[start INPUT MATERIAL]
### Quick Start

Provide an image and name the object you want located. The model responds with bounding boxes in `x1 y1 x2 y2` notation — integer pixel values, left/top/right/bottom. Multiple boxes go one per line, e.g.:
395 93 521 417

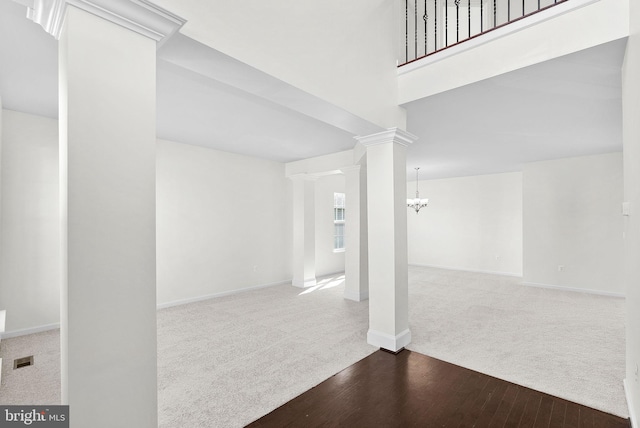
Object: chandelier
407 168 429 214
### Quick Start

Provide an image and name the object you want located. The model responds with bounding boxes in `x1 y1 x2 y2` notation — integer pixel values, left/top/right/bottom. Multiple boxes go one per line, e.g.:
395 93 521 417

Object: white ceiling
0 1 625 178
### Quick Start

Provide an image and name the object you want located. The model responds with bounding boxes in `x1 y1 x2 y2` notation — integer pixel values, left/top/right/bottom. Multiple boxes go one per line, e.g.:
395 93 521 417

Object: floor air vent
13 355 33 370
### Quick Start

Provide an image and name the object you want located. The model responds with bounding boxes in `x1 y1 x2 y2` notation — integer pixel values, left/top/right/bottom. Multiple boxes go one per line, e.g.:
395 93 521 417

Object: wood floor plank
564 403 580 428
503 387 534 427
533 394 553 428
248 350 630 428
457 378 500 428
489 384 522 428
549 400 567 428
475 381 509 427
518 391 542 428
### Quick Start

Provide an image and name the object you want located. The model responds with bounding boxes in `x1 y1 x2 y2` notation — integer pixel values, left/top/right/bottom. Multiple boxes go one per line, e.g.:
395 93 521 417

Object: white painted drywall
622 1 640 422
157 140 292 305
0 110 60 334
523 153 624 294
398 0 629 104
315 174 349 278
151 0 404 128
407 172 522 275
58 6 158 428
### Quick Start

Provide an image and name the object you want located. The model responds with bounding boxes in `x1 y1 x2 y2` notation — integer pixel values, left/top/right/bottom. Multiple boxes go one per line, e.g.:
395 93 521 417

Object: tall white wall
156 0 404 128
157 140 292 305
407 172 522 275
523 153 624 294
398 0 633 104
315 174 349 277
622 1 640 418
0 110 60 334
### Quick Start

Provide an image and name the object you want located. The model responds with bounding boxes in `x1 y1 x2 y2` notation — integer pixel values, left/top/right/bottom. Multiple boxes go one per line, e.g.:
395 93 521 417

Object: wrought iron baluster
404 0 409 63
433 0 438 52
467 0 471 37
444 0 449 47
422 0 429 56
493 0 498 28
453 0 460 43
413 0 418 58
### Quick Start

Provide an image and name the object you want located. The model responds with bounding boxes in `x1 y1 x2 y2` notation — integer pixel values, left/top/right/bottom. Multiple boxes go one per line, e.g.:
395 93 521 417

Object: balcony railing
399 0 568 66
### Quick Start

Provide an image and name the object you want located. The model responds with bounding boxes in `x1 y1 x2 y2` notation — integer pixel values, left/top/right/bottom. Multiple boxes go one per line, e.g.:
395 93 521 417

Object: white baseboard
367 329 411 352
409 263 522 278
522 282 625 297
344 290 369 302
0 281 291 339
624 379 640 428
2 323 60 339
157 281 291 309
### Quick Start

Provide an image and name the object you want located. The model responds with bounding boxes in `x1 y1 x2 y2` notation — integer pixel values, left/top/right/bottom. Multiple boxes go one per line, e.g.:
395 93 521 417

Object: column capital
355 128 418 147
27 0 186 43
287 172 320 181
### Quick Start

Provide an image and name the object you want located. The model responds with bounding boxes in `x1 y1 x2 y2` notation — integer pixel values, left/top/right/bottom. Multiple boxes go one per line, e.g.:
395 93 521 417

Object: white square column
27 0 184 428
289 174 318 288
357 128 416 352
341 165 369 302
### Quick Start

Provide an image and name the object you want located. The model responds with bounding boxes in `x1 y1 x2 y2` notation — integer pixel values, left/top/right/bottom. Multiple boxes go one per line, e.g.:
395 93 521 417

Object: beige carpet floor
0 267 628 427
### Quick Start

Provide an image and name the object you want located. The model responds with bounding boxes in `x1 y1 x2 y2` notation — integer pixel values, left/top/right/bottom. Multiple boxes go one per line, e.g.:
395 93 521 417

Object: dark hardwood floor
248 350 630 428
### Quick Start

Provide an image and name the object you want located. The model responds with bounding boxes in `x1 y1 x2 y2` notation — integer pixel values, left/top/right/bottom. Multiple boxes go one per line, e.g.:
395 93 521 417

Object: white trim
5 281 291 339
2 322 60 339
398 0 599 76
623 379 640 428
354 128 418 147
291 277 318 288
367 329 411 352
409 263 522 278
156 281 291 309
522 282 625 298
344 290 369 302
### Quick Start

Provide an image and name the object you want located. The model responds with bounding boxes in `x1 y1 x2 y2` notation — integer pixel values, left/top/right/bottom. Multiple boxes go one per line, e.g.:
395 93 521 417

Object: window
[end INPUT MATERIAL]
[start INPUT MATERIAL]
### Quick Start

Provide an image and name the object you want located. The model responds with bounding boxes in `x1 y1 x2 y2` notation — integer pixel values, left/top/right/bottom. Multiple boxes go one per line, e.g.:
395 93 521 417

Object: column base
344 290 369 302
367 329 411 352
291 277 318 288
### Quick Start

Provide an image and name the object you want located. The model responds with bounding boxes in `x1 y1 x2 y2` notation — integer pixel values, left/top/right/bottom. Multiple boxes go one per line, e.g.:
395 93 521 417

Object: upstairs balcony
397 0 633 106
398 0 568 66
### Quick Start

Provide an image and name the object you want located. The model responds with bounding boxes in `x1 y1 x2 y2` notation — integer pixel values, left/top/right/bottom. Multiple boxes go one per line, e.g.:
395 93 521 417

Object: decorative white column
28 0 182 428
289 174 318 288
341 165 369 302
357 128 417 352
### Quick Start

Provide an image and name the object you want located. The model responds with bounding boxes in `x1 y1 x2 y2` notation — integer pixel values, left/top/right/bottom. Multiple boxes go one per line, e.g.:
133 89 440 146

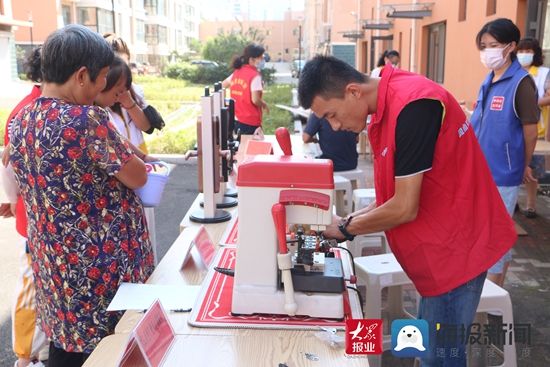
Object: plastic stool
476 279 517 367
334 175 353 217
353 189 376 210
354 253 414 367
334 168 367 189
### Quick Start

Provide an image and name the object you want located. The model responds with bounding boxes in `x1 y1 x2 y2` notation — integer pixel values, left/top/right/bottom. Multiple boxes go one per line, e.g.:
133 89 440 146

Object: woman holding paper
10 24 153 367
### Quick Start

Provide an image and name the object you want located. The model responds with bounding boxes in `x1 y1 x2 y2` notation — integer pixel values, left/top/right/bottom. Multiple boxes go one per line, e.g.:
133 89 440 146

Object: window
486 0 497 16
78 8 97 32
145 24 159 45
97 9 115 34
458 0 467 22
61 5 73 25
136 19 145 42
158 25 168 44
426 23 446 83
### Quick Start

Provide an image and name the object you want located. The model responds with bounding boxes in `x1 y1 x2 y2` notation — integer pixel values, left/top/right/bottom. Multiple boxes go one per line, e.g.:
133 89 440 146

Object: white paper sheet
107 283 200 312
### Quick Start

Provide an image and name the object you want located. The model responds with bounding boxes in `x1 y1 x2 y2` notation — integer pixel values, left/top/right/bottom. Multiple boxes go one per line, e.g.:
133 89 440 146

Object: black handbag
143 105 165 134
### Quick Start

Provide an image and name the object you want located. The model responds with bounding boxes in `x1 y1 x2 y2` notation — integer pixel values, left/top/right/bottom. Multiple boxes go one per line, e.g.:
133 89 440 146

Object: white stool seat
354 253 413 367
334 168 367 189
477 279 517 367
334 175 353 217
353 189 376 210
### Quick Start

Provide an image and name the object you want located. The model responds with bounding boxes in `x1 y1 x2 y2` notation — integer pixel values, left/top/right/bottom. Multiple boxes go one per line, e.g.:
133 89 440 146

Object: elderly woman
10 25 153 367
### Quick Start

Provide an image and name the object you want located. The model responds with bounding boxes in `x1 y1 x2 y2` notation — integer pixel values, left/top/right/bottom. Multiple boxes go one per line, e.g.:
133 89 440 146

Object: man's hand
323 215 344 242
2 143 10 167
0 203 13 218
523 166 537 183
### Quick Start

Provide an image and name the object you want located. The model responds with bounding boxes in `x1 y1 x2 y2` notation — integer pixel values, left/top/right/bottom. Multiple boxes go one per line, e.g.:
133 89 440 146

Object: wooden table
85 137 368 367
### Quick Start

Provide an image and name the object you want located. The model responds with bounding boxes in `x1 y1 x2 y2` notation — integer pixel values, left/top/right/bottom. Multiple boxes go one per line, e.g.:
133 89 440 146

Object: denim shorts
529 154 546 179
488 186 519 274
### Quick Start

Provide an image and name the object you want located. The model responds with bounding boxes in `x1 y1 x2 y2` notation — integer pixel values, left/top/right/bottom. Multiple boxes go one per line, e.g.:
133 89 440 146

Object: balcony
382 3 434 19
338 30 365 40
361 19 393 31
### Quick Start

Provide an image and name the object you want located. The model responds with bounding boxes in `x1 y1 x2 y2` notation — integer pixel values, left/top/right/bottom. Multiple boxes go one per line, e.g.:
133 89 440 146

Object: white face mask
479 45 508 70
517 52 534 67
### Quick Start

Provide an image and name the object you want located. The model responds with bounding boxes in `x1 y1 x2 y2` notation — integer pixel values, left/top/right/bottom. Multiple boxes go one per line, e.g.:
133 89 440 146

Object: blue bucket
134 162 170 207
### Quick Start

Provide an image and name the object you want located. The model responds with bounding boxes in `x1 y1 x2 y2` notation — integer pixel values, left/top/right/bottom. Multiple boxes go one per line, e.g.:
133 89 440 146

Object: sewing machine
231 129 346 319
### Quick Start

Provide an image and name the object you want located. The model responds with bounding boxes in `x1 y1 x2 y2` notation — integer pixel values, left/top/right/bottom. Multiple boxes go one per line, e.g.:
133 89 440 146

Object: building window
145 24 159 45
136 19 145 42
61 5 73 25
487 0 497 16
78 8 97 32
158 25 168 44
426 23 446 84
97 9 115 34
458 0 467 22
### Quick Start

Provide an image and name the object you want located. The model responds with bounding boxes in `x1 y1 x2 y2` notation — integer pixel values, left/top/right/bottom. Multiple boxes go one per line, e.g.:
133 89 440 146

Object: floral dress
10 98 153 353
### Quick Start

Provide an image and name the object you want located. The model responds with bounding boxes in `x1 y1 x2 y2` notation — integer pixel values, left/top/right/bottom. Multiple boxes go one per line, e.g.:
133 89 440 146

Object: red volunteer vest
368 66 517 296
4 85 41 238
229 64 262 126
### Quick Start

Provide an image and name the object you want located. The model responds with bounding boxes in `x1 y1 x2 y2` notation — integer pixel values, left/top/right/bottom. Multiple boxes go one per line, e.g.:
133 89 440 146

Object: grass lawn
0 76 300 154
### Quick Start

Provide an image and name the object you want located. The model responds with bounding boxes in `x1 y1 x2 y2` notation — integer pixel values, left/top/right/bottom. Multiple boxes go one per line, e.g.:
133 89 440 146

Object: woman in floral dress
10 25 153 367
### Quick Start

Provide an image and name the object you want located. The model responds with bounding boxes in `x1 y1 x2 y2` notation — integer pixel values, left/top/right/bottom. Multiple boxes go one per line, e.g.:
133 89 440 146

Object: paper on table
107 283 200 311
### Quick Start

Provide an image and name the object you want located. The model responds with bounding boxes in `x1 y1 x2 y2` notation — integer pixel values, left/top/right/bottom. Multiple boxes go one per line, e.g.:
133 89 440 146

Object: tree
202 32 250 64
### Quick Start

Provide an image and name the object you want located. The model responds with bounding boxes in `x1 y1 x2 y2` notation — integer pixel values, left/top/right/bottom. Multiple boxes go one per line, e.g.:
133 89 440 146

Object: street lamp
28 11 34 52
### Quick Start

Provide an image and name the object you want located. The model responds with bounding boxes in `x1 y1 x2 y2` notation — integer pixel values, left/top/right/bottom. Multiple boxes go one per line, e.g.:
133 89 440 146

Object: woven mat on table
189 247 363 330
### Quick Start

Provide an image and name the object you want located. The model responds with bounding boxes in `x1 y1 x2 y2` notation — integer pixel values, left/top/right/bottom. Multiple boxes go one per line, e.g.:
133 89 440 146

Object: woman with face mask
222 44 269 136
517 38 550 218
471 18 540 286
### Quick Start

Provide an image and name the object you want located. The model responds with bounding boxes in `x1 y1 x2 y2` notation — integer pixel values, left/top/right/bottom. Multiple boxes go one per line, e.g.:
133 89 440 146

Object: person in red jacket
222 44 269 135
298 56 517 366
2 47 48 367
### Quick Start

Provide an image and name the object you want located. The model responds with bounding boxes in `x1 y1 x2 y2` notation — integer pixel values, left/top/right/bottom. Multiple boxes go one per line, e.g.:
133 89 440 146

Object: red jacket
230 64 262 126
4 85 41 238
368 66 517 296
[end INPUT MATERIAL]
EXERCISE
Count how many lines in the items above contain the string "paper". Case matters, and your reply should be only the number.

RESPONSE TO THE TASK
3